■ Items from a dataset:
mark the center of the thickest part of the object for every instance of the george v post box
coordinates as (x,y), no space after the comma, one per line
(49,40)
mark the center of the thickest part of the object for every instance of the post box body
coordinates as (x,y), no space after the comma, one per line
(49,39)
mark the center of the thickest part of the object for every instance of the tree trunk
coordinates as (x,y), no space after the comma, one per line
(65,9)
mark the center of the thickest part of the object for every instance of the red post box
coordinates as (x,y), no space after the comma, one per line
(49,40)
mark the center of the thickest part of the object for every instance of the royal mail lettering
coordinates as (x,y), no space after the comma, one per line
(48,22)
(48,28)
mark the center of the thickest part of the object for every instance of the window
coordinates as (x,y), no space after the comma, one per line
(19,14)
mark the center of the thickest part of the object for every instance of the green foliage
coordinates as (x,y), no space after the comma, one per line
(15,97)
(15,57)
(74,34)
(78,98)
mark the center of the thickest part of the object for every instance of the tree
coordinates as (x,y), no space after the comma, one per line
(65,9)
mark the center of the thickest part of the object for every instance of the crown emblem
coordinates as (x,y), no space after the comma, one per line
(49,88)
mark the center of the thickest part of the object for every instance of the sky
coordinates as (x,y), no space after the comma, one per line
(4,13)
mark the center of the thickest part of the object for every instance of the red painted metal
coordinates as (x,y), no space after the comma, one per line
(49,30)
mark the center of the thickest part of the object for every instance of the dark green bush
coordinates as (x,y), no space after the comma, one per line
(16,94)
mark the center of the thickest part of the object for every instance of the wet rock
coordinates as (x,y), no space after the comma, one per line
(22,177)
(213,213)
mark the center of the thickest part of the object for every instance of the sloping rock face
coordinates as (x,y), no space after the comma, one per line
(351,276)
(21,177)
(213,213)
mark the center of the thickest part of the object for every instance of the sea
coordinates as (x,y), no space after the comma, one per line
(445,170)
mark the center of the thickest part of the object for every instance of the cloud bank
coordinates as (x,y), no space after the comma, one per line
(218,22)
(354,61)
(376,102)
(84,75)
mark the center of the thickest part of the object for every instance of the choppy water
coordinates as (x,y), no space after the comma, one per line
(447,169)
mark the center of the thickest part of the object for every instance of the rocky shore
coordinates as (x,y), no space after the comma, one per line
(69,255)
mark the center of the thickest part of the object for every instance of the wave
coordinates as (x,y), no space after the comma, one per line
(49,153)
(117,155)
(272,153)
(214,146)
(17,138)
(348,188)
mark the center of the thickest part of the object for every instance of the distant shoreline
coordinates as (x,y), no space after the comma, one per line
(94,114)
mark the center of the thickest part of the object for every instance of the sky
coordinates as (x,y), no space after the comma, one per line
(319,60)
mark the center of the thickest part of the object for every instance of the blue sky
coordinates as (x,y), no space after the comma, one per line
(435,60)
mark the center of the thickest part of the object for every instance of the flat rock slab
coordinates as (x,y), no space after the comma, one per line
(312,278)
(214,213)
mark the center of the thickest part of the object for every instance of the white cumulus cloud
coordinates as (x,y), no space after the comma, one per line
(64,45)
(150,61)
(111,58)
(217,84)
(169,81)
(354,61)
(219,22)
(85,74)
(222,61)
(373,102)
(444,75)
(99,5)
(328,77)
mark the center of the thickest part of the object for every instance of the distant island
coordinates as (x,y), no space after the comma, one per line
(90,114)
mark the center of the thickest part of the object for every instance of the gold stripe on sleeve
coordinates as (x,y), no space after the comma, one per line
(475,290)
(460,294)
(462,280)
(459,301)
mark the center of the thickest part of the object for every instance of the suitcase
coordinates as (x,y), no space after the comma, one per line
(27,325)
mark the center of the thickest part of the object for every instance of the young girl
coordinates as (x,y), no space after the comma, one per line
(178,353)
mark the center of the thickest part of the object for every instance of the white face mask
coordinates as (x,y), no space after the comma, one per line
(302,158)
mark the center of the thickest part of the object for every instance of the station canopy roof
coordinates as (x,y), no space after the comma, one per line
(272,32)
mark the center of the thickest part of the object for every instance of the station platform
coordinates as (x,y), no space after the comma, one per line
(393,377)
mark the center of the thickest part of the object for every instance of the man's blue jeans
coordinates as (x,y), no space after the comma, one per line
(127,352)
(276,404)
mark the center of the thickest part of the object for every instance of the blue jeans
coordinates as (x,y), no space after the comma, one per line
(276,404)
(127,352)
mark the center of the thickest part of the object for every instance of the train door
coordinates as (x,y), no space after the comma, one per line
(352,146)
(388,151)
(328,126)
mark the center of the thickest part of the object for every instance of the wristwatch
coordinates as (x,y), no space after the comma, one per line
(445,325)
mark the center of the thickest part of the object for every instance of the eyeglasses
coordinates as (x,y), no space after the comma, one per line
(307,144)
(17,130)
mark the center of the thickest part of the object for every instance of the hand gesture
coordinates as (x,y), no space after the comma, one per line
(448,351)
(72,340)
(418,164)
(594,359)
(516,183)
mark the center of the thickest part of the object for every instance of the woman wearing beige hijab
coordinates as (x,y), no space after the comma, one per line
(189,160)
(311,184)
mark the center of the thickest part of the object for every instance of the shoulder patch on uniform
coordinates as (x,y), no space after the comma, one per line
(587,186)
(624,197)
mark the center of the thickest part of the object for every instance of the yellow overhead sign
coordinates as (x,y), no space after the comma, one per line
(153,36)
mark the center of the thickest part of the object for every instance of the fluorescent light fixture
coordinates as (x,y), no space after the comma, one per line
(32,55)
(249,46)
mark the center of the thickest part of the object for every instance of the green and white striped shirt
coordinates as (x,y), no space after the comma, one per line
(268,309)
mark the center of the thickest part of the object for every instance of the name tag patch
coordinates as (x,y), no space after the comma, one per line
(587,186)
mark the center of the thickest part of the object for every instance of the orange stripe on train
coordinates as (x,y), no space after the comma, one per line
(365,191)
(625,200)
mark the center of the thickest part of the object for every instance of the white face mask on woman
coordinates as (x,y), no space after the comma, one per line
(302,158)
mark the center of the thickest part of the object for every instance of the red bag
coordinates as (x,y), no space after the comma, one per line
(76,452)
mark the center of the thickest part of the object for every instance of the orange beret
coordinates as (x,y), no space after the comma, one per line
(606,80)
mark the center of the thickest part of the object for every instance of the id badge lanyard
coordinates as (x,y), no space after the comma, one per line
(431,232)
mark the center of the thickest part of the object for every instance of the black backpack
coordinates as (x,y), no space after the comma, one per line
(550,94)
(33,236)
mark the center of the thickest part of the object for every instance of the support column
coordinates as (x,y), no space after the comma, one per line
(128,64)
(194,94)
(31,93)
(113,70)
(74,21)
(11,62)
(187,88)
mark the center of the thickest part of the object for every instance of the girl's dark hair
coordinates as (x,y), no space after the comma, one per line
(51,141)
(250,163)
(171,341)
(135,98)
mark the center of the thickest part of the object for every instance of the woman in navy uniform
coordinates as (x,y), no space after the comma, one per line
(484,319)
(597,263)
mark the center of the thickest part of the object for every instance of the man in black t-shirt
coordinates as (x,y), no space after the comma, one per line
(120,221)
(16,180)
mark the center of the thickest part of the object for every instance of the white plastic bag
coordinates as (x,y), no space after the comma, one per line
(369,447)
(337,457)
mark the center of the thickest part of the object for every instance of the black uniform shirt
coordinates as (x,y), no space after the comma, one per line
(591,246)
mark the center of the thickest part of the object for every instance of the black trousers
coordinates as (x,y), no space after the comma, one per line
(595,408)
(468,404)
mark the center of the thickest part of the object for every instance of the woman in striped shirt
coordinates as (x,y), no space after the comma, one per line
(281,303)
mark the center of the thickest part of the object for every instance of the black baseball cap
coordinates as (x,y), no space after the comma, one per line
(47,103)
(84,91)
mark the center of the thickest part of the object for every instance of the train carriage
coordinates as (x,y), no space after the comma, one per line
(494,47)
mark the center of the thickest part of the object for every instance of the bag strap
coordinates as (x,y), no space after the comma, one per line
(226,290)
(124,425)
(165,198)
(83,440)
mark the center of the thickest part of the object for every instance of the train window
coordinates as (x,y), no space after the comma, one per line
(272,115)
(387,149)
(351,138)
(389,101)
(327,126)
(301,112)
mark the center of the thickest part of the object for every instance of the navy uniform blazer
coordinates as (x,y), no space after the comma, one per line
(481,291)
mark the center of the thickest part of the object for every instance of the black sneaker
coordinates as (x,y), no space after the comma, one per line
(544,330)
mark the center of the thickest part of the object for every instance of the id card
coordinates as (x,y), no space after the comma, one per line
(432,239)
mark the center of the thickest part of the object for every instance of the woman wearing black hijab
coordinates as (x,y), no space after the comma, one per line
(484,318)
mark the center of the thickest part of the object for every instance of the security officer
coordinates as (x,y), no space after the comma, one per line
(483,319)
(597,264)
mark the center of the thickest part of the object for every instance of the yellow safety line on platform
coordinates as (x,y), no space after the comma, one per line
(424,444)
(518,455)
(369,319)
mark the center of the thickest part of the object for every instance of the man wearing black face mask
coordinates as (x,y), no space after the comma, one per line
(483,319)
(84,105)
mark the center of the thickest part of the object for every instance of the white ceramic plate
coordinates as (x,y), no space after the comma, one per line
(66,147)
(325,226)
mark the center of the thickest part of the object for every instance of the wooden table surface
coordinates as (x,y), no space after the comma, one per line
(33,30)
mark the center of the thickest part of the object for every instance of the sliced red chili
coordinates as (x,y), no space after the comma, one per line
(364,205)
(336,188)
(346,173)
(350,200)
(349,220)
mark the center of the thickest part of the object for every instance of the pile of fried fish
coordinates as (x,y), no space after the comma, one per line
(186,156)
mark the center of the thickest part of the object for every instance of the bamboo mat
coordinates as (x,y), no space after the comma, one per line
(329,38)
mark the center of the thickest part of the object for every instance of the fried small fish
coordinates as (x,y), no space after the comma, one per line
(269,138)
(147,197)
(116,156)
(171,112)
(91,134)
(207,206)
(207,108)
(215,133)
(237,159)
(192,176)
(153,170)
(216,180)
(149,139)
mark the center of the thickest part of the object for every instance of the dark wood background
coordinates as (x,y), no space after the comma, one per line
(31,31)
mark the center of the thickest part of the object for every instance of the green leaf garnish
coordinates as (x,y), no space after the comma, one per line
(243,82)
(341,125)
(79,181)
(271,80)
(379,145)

■ Exercise:
Give back, unchanged, every line from the one with "of fried fish" to the end of the entries above.

■ Reply to the task:
mark the center of the thickest part of the object for every instance of the pile of fried fish
coordinates as (x,y), no space after the comma, one per line
(186,156)
mark the center of the thickest part of the object for every instance of the bamboo mat
coordinates as (x,y), no space after the comma, one per line
(329,38)
mark the center of the thickest part of the object for every instance of the fried small fish
coordinates as (x,y), no space after the comma, one per line
(269,138)
(147,197)
(116,156)
(171,112)
(91,134)
(207,206)
(207,108)
(215,133)
(237,159)
(192,176)
(153,170)
(216,180)
(149,139)
mark the center of the thickest part of the object for every instance of the dark wood background
coordinates as (x,y), no space after the comma, one per line
(31,31)
mark the center of the thickest part of the object for every instance of the green leaf garnish
coordinates as (x,y), no space after the comma, one per line
(243,82)
(341,125)
(79,181)
(271,80)
(379,145)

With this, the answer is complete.